* PAGE TEXT:
Scale How “Meditations” No. 29

Scale How “Meditations” No. 29

Dominus Illuminatio Mea.

The Great Controversy. (Part III.)

(S. John vii., 3739.)

Now on the last day, the great day of the feast, Jesus stood and cried, saying, If any man thirst, let him come unto me, and drink. He that believeth on me, as the scripture hath said, out of his belly shall flow rivers of living water. But this spake he of the Spirit, which they that believed on him were to receive: for the Spirit was not yet given; because Jesus was not yet glorified.

(37.) “Now on the last day, the great day of the Feast.” It would appear that, while the special note of the Gospel of S. Matthew is the fulfilment of prophecy, S. John’s more mystic mind was especially impressed with those discourses of our Lord in which He revealed Himself as fulfilling that which was prefigured by pictures or types, especially those types which occur during the wilderness journey of the Israelites. In S. John vi. is the discourse in which our Lord gives full interpretation to the type of manna; the water from the smitten rock, the pillar of fire by night, and the brazen serpent lifted up, all are confronted with their Antitype.

It is a question whether the last day of the Feast was the seventh day or whether it was the day of holy convocation at the end of the Feast, when the Israelites took down their tents, and when the sacrifices were more numerous, and the rejoicings even greater than throughout the Feast.

* EXERCISE OBJECTIVE:
Copy the meditation's text again, starting with "Dominus Illuminatio Mea." and going on through "not yet glorified.", but change "thirst" to "be thirsty".

* DATASET CONTENT:
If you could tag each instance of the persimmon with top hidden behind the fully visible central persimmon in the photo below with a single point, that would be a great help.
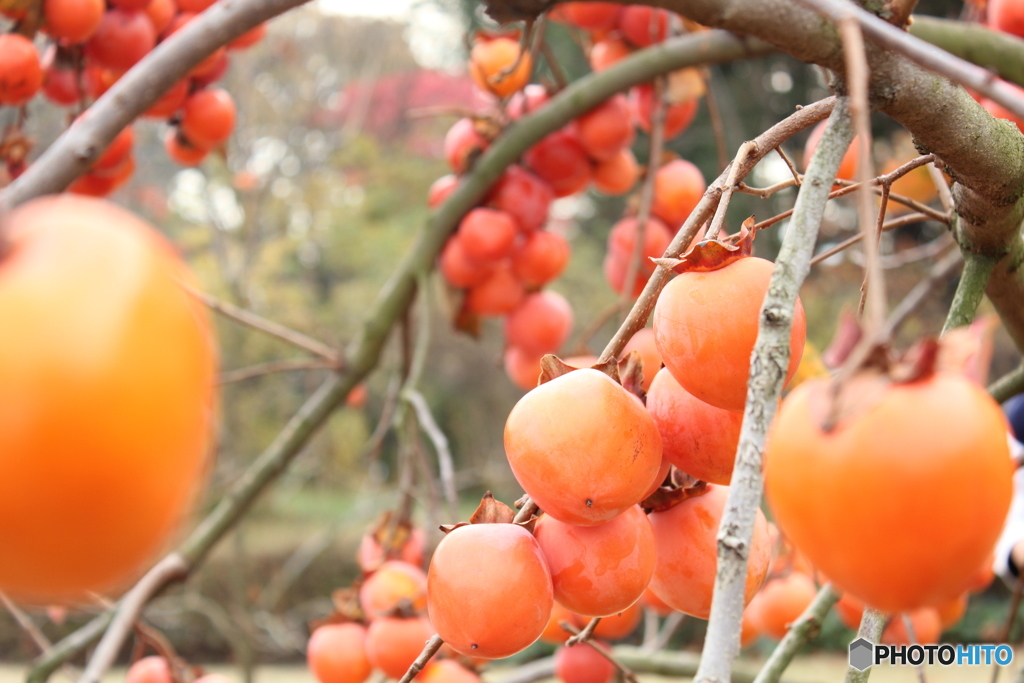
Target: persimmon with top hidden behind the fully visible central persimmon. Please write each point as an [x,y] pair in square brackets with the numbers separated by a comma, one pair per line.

* RESPONSE BOX:
Dominus Illuminatio Mea.

The Great Controversy. (Part III.)

(S. John vii., 3739.)

Now on the last day, the great day of the feast, Jesus stood and cried, saying, If any man be thirsty, let him come unto me, and drink. He that believeth on me, as the scripture hath said, out of his belly shall flow rivers of living water. But this spake he of the Spirit, which they that believed on him were to receive: for the Spirit was not yet given; because Jesus was not yet glorified.